# WRITTEN INSTRUCTION
Please gather and copy every line in the records below that contains the string "grey". Case counts.

Object position labeling entries:
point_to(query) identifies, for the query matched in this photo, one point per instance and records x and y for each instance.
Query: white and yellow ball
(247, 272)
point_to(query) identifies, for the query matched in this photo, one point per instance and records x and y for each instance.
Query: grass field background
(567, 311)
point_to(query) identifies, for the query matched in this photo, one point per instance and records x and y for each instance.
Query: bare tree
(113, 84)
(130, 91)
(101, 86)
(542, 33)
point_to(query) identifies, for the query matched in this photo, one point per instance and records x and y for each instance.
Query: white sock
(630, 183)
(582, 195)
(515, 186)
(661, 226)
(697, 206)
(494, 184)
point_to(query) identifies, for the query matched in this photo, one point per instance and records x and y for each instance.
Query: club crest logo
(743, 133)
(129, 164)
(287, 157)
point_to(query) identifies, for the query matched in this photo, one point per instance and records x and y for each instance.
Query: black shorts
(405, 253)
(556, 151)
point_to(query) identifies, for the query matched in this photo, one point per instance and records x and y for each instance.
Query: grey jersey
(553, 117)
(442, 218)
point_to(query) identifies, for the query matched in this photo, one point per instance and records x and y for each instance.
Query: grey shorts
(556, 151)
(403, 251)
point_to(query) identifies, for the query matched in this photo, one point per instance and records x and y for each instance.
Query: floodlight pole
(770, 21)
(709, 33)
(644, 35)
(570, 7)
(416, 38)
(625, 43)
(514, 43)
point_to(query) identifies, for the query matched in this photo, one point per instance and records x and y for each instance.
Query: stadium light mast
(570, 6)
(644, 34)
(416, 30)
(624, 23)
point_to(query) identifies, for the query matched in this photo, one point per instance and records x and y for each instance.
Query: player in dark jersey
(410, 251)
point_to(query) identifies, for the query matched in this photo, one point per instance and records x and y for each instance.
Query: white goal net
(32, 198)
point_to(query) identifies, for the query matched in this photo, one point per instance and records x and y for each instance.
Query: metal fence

# RESULT OF THE EXERCISE
Query: grey jersey
Query: grey shorts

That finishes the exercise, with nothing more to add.